● **TASK OBJECTIVE**
Everything from the line containing "Q: In the photo above, point to the stone wall" through the last line of the material below is to be copied exactly, ends included.

● **GIVEN INFORMATION**
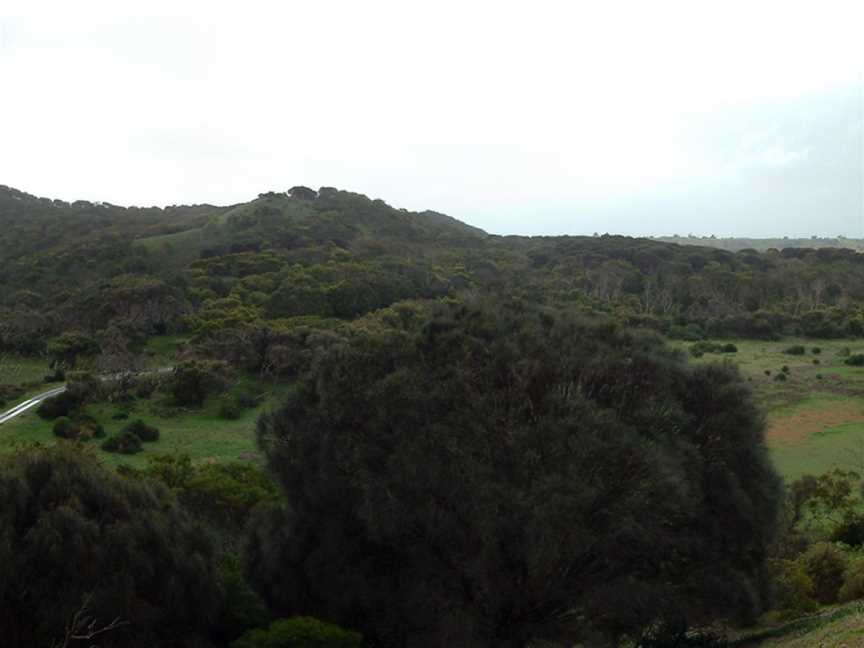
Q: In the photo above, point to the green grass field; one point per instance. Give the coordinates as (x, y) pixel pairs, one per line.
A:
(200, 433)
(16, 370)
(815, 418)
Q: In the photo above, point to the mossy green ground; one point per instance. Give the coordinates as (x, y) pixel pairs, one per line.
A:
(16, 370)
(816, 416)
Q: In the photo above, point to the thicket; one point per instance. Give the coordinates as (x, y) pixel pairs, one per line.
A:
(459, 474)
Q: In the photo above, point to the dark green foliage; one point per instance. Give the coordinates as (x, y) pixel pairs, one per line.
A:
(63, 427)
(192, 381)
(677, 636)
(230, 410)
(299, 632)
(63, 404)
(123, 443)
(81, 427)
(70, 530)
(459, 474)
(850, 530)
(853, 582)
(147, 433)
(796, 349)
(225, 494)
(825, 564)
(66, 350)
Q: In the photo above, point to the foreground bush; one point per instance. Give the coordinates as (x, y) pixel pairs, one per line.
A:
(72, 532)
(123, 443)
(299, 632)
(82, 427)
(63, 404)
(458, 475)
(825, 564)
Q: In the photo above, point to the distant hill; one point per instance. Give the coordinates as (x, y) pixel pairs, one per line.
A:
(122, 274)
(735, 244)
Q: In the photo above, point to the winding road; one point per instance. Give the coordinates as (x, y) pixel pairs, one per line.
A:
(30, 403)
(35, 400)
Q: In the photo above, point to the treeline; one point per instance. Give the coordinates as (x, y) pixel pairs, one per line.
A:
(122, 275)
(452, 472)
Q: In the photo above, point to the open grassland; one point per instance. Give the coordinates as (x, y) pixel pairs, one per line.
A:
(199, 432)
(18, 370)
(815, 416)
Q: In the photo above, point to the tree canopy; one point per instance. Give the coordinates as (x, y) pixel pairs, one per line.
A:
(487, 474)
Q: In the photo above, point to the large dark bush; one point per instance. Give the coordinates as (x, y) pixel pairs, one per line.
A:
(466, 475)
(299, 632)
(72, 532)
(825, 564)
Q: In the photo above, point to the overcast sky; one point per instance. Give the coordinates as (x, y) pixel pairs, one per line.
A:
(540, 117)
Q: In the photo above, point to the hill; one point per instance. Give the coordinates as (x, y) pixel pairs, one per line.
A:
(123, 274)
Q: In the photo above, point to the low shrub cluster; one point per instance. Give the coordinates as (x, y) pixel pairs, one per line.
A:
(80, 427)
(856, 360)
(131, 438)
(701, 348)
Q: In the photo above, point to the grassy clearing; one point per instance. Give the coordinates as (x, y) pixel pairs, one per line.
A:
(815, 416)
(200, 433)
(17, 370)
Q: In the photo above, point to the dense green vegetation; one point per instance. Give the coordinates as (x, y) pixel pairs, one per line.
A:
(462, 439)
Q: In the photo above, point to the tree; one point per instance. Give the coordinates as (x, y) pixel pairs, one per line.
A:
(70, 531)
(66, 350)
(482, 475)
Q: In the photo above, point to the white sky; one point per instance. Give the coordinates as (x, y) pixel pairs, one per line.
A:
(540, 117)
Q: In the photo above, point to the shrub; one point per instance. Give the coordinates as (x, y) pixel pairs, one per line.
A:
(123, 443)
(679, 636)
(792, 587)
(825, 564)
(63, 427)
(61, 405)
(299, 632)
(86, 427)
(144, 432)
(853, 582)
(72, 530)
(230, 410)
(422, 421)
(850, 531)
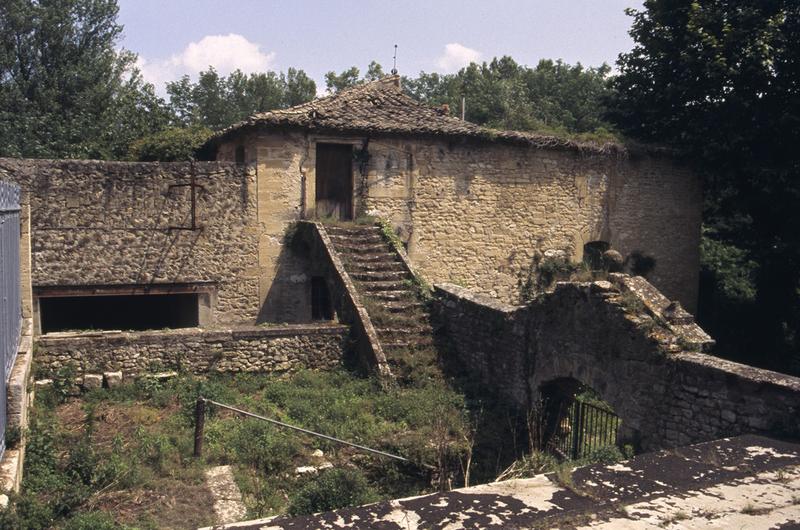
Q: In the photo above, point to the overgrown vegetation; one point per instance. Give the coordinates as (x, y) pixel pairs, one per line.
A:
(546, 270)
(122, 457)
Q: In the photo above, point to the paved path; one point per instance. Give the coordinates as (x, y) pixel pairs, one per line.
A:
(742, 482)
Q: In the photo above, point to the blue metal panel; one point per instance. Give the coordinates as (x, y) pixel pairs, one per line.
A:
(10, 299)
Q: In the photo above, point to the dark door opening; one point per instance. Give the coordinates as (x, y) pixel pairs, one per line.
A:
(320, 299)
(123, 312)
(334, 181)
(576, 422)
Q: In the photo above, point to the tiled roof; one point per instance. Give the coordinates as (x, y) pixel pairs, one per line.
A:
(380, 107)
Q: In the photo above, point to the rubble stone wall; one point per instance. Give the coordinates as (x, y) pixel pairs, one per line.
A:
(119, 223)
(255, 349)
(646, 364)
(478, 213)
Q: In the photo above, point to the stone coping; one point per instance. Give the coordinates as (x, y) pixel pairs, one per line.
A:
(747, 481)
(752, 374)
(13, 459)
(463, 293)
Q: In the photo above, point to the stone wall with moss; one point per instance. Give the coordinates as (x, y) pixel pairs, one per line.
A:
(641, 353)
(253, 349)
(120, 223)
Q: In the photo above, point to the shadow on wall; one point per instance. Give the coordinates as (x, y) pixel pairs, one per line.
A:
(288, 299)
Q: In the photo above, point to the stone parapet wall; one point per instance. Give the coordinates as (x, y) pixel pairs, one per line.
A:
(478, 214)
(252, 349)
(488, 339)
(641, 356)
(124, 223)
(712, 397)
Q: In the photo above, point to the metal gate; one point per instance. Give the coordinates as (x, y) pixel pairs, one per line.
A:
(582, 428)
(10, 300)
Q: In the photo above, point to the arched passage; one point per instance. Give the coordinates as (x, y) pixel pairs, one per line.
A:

● **ANSWER BOX**
Q: In the photo above, point to the stone wall with moss; one point per instance. Give the coordinates as (x, y) pixel pairs, one per line.
A:
(641, 353)
(253, 349)
(120, 223)
Q: In the photo above, point to the shadow on wall; one point per instance. Give the coordinates as (x, y) pixel pairs, one per line.
A:
(288, 299)
Q: In the photo above, point to the stone parapet wall; one point per instance. Give the coordinates as (x, y) pixel pairs, one per line.
A:
(478, 214)
(252, 349)
(488, 339)
(641, 356)
(124, 223)
(712, 397)
Q: In the photo above, point to the metal gate; one point per instance. Give the coordinates as (x, y) pixel pairs, one per line.
A:
(582, 428)
(10, 300)
Q: In the photo above, point to the arched passage; one point per instance. Give the coordinates as (x, y) pixel pairs, one per line.
A:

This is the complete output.